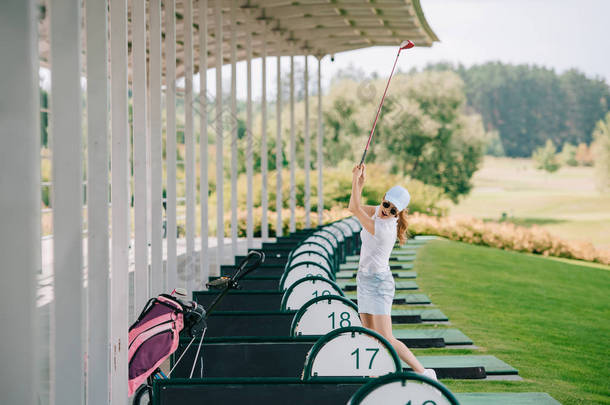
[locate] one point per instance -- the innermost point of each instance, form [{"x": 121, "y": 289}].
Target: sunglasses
[{"x": 393, "y": 210}]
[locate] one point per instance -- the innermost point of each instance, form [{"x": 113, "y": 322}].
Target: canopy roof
[{"x": 312, "y": 27}]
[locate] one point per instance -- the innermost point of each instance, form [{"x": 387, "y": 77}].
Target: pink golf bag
[{"x": 154, "y": 337}]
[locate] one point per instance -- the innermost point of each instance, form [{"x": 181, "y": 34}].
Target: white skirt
[{"x": 375, "y": 292}]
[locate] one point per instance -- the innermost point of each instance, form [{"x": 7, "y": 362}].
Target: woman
[{"x": 381, "y": 226}]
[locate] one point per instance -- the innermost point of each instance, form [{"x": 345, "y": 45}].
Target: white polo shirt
[{"x": 376, "y": 249}]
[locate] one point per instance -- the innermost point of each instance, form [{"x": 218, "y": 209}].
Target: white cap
[{"x": 399, "y": 196}]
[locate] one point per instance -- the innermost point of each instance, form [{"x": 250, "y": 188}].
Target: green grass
[
  {"x": 550, "y": 319},
  {"x": 566, "y": 202}
]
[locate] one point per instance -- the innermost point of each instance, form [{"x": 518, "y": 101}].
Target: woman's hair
[{"x": 402, "y": 226}]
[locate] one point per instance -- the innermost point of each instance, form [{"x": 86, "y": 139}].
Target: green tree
[
  {"x": 601, "y": 152},
  {"x": 530, "y": 104},
  {"x": 494, "y": 144},
  {"x": 568, "y": 155},
  {"x": 546, "y": 157},
  {"x": 429, "y": 136}
]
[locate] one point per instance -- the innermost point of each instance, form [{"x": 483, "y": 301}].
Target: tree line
[{"x": 528, "y": 105}]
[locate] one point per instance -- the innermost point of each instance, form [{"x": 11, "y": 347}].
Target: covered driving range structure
[
  {"x": 125, "y": 209},
  {"x": 121, "y": 90}
]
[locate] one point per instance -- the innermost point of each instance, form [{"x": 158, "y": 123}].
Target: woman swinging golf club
[{"x": 381, "y": 225}]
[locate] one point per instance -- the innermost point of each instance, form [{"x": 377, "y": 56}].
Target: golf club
[{"x": 404, "y": 45}]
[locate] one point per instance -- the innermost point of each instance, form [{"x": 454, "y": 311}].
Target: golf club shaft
[{"x": 379, "y": 110}]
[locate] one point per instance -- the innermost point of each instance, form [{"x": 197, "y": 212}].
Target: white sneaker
[{"x": 430, "y": 373}]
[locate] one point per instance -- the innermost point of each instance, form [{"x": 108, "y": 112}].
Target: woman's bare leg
[
  {"x": 366, "y": 320},
  {"x": 382, "y": 324}
]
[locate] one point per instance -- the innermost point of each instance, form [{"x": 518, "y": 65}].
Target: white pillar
[
  {"x": 171, "y": 275},
  {"x": 249, "y": 150},
  {"x": 156, "y": 153},
  {"x": 119, "y": 302},
  {"x": 67, "y": 350},
  {"x": 20, "y": 201},
  {"x": 204, "y": 259},
  {"x": 140, "y": 157},
  {"x": 233, "y": 129},
  {"x": 98, "y": 317},
  {"x": 218, "y": 119},
  {"x": 307, "y": 149},
  {"x": 292, "y": 148},
  {"x": 278, "y": 150},
  {"x": 320, "y": 192},
  {"x": 189, "y": 139},
  {"x": 264, "y": 164}
]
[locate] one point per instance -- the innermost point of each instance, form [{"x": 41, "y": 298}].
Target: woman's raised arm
[{"x": 355, "y": 205}]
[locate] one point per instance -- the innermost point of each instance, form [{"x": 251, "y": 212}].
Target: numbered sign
[
  {"x": 302, "y": 270},
  {"x": 353, "y": 351},
  {"x": 324, "y": 314},
  {"x": 401, "y": 389},
  {"x": 310, "y": 257},
  {"x": 307, "y": 288},
  {"x": 311, "y": 247}
]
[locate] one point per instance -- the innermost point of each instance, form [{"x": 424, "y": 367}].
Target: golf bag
[{"x": 154, "y": 336}]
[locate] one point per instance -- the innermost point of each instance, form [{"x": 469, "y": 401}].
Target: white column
[
  {"x": 307, "y": 149},
  {"x": 278, "y": 150},
  {"x": 292, "y": 148},
  {"x": 156, "y": 156},
  {"x": 98, "y": 317},
  {"x": 233, "y": 129},
  {"x": 170, "y": 139},
  {"x": 249, "y": 150},
  {"x": 20, "y": 201},
  {"x": 320, "y": 192},
  {"x": 204, "y": 259},
  {"x": 119, "y": 302},
  {"x": 218, "y": 119},
  {"x": 140, "y": 157},
  {"x": 67, "y": 351},
  {"x": 189, "y": 139},
  {"x": 264, "y": 164}
]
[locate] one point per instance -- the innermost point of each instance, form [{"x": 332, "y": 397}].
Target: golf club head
[{"x": 406, "y": 45}]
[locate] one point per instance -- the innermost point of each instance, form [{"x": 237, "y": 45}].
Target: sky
[{"x": 557, "y": 34}]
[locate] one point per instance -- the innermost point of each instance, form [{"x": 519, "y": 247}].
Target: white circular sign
[
  {"x": 311, "y": 247},
  {"x": 306, "y": 290},
  {"x": 407, "y": 392},
  {"x": 325, "y": 316},
  {"x": 353, "y": 354},
  {"x": 311, "y": 258},
  {"x": 301, "y": 271}
]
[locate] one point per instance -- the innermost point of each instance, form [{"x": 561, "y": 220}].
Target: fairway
[
  {"x": 547, "y": 318},
  {"x": 565, "y": 202}
]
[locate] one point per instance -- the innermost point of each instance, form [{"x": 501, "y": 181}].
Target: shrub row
[{"x": 505, "y": 236}]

# Objective
Extract the text of all the records above verbatim, excluding pictures.

# Full output
[locate] one point per instance -- the innermost point of each instance, form [{"x": 121, "y": 289}].
Target: sunglasses
[{"x": 393, "y": 210}]
[locate] one point per instance -- the innermost point of each instance, form [{"x": 113, "y": 322}].
Target: canopy roof
[{"x": 312, "y": 27}]
[locate] one point per instance -- the innermost point of each instance, form [{"x": 387, "y": 77}].
Target: pink golf bag
[{"x": 154, "y": 337}]
[locate] one point per instance -- the innermost point of each instance, form [{"x": 181, "y": 34}].
Target: white skirt
[{"x": 375, "y": 292}]
[locate] one point per instance -- the innermost point of each instance, form [{"x": 7, "y": 362}].
Target: woman
[{"x": 381, "y": 226}]
[locate] one point per instance -- the innermost point of each instance, form [{"x": 345, "y": 45}].
Target: white polo shirt
[{"x": 376, "y": 249}]
[locate] one point per instance -- the innermost point of each instance, form [{"x": 218, "y": 209}].
Target: white cap
[{"x": 399, "y": 196}]
[locate] one point per instance -- the innermost point of each instance, form [{"x": 250, "y": 188}].
Target: green grass
[
  {"x": 550, "y": 319},
  {"x": 566, "y": 202}
]
[locate] one point per instance -- the innermost point of each instance, form [{"x": 518, "y": 101}].
Target: woman's hair
[{"x": 402, "y": 226}]
[locate] one point per instance -- the innermost point of each instance, form [{"x": 86, "y": 139}].
Target: green tree
[
  {"x": 601, "y": 152},
  {"x": 530, "y": 104},
  {"x": 494, "y": 144},
  {"x": 568, "y": 155},
  {"x": 546, "y": 157},
  {"x": 429, "y": 136}
]
[locate] one point per instance -- the innermost point of each instance, form [{"x": 483, "y": 301}].
Target: tree line
[{"x": 528, "y": 105}]
[locate] one point per instance -- the innermost point of each instance, form [{"x": 11, "y": 347}].
Target: covered driving range structure
[
  {"x": 125, "y": 209},
  {"x": 121, "y": 90}
]
[locate] one point per instance -- the innermost point of each instance, form [{"x": 158, "y": 123}].
Target: woman swinging golf club
[{"x": 381, "y": 225}]
[locate] one point per instance -- the innermost point of each instance, form [{"x": 377, "y": 56}].
Target: golf club
[{"x": 404, "y": 45}]
[locate] one point per instance -- the innermost point of each instance, form [{"x": 454, "y": 311}].
Target: golf club shaft
[{"x": 379, "y": 110}]
[locate] one point per instance -- the innermost point of each instance, form [{"x": 197, "y": 212}].
Target: white sneaker
[{"x": 430, "y": 373}]
[locate] one point per instance -- the innermost point of each instance, form [{"x": 108, "y": 112}].
Target: woman's bare leg
[
  {"x": 366, "y": 320},
  {"x": 382, "y": 324}
]
[locate] one point per instance -- the innermost point of each instance, form [{"x": 518, "y": 65}].
Target: white pillar
[
  {"x": 171, "y": 275},
  {"x": 249, "y": 150},
  {"x": 156, "y": 153},
  {"x": 119, "y": 302},
  {"x": 67, "y": 350},
  {"x": 20, "y": 201},
  {"x": 204, "y": 259},
  {"x": 140, "y": 157},
  {"x": 233, "y": 129},
  {"x": 98, "y": 317},
  {"x": 218, "y": 119},
  {"x": 307, "y": 149},
  {"x": 292, "y": 148},
  {"x": 278, "y": 150},
  {"x": 320, "y": 192},
  {"x": 189, "y": 139},
  {"x": 264, "y": 164}
]
[locate] one point per instance -- the innermost point of each instance, form [{"x": 41, "y": 298}].
Target: woman's raised arm
[{"x": 355, "y": 205}]
[locate] one point per instance -- the innermost point of each instance, form [{"x": 251, "y": 212}].
Target: numbered sign
[
  {"x": 302, "y": 270},
  {"x": 353, "y": 351},
  {"x": 324, "y": 314},
  {"x": 401, "y": 389},
  {"x": 310, "y": 257},
  {"x": 307, "y": 288},
  {"x": 311, "y": 247}
]
[locate] one point per instance -- the innermost point of each instance, form [{"x": 424, "y": 367}].
Target: golf bag
[{"x": 154, "y": 336}]
[locate] one point per instance -- the innermost point of each instance, form [{"x": 469, "y": 401}].
Target: white column
[
  {"x": 307, "y": 149},
  {"x": 278, "y": 150},
  {"x": 292, "y": 148},
  {"x": 156, "y": 156},
  {"x": 98, "y": 317},
  {"x": 233, "y": 129},
  {"x": 170, "y": 139},
  {"x": 249, "y": 150},
  {"x": 20, "y": 201},
  {"x": 320, "y": 192},
  {"x": 204, "y": 259},
  {"x": 119, "y": 302},
  {"x": 218, "y": 119},
  {"x": 140, "y": 157},
  {"x": 67, "y": 351},
  {"x": 189, "y": 139},
  {"x": 264, "y": 164}
]
[locate] one point per instance -- the innermost point of each instance, form [{"x": 332, "y": 397}].
Target: golf club head
[{"x": 406, "y": 45}]
[locate] one point per instance -- the innermost point of each instance, form [{"x": 237, "y": 45}].
Target: sky
[{"x": 557, "y": 34}]
[locate] one point per instance -- the innermost point of each instance, form [{"x": 519, "y": 247}].
Target: white circular sign
[
  {"x": 311, "y": 247},
  {"x": 306, "y": 290},
  {"x": 407, "y": 392},
  {"x": 325, "y": 316},
  {"x": 353, "y": 354},
  {"x": 311, "y": 258},
  {"x": 301, "y": 271}
]
[locate] one point per instance -- the innermost point of each instance, form [{"x": 561, "y": 220}].
Target: fairway
[
  {"x": 547, "y": 318},
  {"x": 565, "y": 202}
]
[locate] one point per instance -- the innermost point of each instance, form [{"x": 501, "y": 181}].
Target: shrub row
[{"x": 505, "y": 236}]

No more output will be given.